→ **AIM**
Each line from the one that contains "# point at: purple polo" to the end of the material must be set down exactly, and no line before it.

→ **ROWS**
------------------------------

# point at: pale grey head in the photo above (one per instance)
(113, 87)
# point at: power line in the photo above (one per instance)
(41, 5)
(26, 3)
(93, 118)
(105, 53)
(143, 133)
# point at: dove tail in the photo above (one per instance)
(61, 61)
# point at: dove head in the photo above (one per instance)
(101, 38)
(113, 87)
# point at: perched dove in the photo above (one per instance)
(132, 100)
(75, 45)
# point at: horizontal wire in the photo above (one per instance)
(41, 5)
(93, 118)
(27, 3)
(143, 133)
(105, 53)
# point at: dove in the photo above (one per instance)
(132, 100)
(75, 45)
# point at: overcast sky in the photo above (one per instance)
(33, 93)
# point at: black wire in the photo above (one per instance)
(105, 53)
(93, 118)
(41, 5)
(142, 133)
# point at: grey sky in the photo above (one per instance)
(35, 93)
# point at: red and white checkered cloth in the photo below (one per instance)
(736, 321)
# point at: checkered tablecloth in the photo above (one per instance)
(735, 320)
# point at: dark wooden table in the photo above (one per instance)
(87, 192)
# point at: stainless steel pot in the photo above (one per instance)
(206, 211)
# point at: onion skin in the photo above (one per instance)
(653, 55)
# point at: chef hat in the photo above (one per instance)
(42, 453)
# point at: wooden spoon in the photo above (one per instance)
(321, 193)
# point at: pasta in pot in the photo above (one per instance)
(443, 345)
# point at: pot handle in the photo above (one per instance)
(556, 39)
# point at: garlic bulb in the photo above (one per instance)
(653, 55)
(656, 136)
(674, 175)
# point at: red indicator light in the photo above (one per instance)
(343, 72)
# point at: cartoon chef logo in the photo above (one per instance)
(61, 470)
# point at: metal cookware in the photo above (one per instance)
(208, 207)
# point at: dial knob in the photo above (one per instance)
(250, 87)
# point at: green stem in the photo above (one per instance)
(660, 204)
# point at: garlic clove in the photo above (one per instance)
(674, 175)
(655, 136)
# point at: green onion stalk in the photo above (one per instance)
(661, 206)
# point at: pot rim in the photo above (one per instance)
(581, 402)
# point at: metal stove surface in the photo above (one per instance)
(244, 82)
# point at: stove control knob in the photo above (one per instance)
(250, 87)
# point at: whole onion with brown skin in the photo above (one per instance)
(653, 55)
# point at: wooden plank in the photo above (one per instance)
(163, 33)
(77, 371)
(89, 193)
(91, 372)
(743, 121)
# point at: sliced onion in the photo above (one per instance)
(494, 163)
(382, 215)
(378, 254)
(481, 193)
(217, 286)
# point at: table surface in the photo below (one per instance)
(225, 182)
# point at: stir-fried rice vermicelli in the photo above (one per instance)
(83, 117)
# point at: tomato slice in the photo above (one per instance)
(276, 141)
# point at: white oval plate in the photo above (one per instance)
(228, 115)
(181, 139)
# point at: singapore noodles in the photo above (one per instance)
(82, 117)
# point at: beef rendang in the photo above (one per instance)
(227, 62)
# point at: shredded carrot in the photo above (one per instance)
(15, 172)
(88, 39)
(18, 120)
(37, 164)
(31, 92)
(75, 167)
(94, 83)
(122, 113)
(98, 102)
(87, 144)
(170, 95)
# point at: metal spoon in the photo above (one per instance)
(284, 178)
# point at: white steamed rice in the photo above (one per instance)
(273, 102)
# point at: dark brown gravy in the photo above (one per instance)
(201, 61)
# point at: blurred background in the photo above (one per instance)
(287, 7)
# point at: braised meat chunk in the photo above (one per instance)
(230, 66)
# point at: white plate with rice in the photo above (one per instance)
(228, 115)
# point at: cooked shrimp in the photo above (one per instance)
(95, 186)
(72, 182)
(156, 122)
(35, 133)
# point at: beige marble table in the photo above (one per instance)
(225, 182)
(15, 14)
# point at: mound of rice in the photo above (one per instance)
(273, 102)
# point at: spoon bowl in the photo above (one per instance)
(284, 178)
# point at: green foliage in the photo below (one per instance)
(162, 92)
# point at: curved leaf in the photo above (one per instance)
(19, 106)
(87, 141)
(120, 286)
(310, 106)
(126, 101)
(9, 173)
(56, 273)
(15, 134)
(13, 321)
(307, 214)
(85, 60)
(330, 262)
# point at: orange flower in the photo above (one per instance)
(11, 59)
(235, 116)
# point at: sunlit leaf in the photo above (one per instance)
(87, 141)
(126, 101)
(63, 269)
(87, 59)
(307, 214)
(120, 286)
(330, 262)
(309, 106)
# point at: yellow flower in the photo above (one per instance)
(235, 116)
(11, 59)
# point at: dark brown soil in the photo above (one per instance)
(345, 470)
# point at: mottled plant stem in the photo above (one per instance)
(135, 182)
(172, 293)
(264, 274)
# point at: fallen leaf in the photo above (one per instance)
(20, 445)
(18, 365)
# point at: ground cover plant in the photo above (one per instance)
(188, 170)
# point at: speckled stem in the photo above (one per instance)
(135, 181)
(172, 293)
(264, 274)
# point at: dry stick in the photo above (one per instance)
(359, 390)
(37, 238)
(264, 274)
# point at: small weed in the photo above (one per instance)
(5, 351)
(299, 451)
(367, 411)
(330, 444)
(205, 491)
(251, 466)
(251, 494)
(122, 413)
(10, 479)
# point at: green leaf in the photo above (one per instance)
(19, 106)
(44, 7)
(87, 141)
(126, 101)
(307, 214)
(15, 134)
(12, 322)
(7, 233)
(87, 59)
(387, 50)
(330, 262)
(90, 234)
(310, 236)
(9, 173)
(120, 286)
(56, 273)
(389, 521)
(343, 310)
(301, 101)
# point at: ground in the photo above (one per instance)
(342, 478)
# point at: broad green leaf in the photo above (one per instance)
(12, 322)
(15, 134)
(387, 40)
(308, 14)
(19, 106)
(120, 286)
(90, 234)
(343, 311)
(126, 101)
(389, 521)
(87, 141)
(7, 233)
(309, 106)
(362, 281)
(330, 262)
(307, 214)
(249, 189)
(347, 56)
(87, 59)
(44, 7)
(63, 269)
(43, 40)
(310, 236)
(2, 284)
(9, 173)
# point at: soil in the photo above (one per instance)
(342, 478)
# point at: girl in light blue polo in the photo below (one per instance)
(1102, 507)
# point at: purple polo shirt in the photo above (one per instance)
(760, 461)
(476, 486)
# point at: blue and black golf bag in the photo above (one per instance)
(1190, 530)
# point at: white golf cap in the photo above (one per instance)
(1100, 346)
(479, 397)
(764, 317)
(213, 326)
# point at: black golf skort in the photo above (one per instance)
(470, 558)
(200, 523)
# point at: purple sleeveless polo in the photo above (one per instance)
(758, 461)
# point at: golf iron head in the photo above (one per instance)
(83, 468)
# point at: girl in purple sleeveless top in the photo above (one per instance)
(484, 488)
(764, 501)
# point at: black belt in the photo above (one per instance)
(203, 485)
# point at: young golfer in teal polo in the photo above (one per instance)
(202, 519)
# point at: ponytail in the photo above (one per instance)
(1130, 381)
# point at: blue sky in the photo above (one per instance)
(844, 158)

------------------------------

→ **ANSWER**
# point at: purple polo shirt in the photo above (one per instance)
(760, 461)
(476, 486)
# point at: blue and black golf bag in the photo above (one per instance)
(1190, 530)
# point at: white golf cap in the photo above (one per instance)
(1100, 346)
(479, 397)
(764, 317)
(213, 326)
# point at: black golf skort in the photo above (one per instance)
(470, 558)
(200, 523)
# point at: purple sleeveless polo in the photo above (one per instance)
(758, 461)
# point at: golf iron head in the photo above (one per instance)
(83, 468)
# point at: girl in purple sleeveless top in the photo above (one per instance)
(484, 488)
(764, 501)
# point at: black belt in the photo above (one per instance)
(203, 485)
# point at: young golfer in teal polo in the photo above (one per instance)
(202, 519)
# point at: ponytail in the photo above (one per instance)
(1130, 381)
# point at: blue sky in the photo above (one per instance)
(844, 158)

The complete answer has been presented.